● TASK LIST
[A] According to the article on inflammatory bowel disease and depression, how many people's data did the researchers analyze?
[B] Using the article on inflammatory bowel disease and depression, explain why the link it reports is described as bidirectional.
[C] Continue the article on inflammatory bowel disease and depression from where it stops.

● SOURCE PASSAGE
┄┄┄┄┄┄┄┄┄┄
University of Southern California: New study shows bidirectional link between inflammatory bowel disease and depression
Inflammatory bowel disease (IBD) is a chronic condition involving inflammation of the digestive tract, affecting some 1.6 million Americans. Depression affects more than 16 million Americans.
A new study from Keck Medicine of USC shows that patients diagnosed with IBD were nine times as likely to develop depression than the general population. In addition, their siblings who did not suffer from IBD were almost two times as likely to develop depression.
Conversely, patients with depression were two times as likely to develop IBD, and their siblings without depression were more than one and a half times as likely to develop IBD.
“This research reveals a clinical overlap between both conditions, and is the first study to investigate the two-way association between IBD and depression in siblings,” said Bing Zhang, MD, a gastroenterologist with Keck Medicine and co-lead author of the study.
Zhang and his fellow researchers analyzed the data of more than 20 million people from Taiwan’s National Health Insurance Research Database, which contains comprehensive medical information on more than 99% of Taiwanese residents.
┄┄┄┄┄┄┄┄┄┄
● DATASET EXTRACT
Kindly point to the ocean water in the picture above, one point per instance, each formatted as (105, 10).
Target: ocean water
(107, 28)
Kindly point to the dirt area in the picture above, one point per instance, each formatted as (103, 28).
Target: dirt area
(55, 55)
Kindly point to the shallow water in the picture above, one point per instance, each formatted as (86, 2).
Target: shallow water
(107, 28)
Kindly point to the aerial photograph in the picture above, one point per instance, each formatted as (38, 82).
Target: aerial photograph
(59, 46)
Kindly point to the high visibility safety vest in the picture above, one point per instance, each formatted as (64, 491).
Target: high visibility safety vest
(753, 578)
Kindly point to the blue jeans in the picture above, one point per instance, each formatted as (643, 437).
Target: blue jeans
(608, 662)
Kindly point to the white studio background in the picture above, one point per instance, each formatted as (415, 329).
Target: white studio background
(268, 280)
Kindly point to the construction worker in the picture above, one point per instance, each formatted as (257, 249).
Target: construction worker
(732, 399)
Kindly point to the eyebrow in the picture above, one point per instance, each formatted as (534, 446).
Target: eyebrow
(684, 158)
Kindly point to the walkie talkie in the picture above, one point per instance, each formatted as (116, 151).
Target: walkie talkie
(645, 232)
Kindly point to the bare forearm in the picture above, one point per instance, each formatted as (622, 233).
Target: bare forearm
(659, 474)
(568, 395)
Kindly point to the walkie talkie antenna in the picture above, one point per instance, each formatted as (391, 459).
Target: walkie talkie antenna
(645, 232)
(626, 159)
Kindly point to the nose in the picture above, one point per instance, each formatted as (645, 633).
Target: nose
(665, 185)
┄┄┄┄┄┄┄┄┄┄
● RESPONSES
[A] More than 20 million people, from Taiwan's National Health Insurance Research Database.

[B] The study found that patients diagnosed with IBD were nine times as likely to develop depression as the general population. Conversely, patients with depression were two times as likely to develop IBD, so the association runs in both directions.

[C]
For 11 years, they tracked patients with either IBD or depression and their siblings without either condition, comparing onset of depression or IBD with a control group of people without either condition, but with similar age, sex and socioeconomic status.
Zhang hypothesizes that many factors may contribute to the bidirectional nature of the disorders, including environmental stressors, the gut microbiome (consisting of bacteria, fungi and viruses) and genetics.
“The finding that people with IBD are more prone to depression makes sense because IBD causes constant gastrointestinal symptoms that can be very disruptive to a patient’s life,” he said. “And the elevated depression risk among siblings of IBD patients may reflect caregiver fatigue if the siblings have a role in caring for the patient.”
What surprised researchers was that patients with depression were prone to IBD. Zhang speculates that this discovery may have to do with what is known as the gut-brain axis, a scientifically established connection between the gastrointestinal system and the central nervous system, which consists of the spinal cord and the brain.
For example, he said, inflammation of the brain, which plays a role in depression, may be linked to the inflammation of the gastrointestinal tract, a hallmark of IBD.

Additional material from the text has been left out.